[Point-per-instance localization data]
_ _ _ _

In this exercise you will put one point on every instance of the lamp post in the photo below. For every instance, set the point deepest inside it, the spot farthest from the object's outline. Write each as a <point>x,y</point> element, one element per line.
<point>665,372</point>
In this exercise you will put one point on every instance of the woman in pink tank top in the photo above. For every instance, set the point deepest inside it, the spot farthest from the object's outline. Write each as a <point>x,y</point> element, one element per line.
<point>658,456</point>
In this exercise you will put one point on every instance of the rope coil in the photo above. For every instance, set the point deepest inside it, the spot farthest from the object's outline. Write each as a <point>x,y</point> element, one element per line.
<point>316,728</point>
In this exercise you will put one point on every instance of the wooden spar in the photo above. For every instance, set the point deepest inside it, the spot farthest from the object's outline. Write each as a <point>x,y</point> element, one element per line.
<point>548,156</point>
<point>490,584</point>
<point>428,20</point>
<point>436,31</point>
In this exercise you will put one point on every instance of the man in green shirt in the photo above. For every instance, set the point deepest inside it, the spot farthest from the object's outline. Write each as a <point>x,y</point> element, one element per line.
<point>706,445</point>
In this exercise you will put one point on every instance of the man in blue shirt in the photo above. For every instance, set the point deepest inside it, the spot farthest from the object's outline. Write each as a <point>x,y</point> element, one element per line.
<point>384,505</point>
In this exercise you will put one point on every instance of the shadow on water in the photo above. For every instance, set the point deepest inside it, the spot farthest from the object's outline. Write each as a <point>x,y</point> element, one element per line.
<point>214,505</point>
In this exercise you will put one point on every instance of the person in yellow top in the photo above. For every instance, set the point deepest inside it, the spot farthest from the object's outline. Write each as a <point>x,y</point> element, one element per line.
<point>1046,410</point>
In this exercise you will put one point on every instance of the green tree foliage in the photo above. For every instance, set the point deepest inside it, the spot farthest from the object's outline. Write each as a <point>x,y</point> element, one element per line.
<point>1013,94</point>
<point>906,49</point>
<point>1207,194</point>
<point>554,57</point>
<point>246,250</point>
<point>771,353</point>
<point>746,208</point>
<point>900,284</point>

_ _ _ _

### AIM OF THE TASK:
This exercise calls for every record above to be written out again exactly.

### REPLY TO THE EXERCISE:
In this exercise you will put one point on every instance of the lamp post in the photo below. For every instance, set the point deepest inside it, the spot farthest from the object's outline. Write each as a <point>x,y</point> element, one element per line.
<point>665,372</point>
In this exercise you will put one point on every instance of the woman in pink tank top in the photo above. For every instance, set the point deepest inside it, the spot farthest from the object's outline. Write each as a <point>x,y</point> element, one element per line.
<point>658,456</point>
In this exercise you will put one point on every instance of the rope coil in the photo above. For every instance, set the point deepest inside it, the spot farthest from the object's outline. Write each as a <point>x,y</point> element, one element per line.
<point>316,728</point>
In this exercise you will put one point on every instance of the wooden spar in the photo above. For every instance, set the point deepest inside it, the spot farthest from the object's outline. Write each as a <point>x,y</point> element, one element per line.
<point>548,156</point>
<point>490,584</point>
<point>428,20</point>
<point>436,31</point>
In this exercise you will put one point on every instance of the man in green shirt in the photo above. For every instance, set the point deepest inside it, the spot farthest from the object's outline. Write each as a <point>x,y</point> element, one element per line.
<point>706,445</point>
In this exercise you will put one point on every instance of the man in blue shirt in the photo above. For every instance, set the point deepest inside it, the spot farthest from the object's outline. Write each as a <point>x,y</point> element, one element per line.
<point>384,505</point>
In this exercise you will put one point on every instance of the shadow on water in the photo above. For every instance, set the point deepest inside it, the spot farthest from the object's outline. Write each as a <point>x,y</point> element, one element per line.
<point>214,505</point>
In this exercise you will put one point on every instance of the person in yellow top in the photo above. For every instance, set the point deepest inside it, the spot farthest from the object's outline. Write each as a <point>x,y</point> element, one element per line.
<point>1046,410</point>
In this exercise you will put one point on every instance of the green tree foliage in the photo above. For every instance, set the point deepest inside it, the spot farthest from the object's outline. Write each as a <point>x,y</point> element, one element per line.
<point>1013,94</point>
<point>906,49</point>
<point>1207,194</point>
<point>554,57</point>
<point>246,250</point>
<point>771,353</point>
<point>746,208</point>
<point>900,284</point>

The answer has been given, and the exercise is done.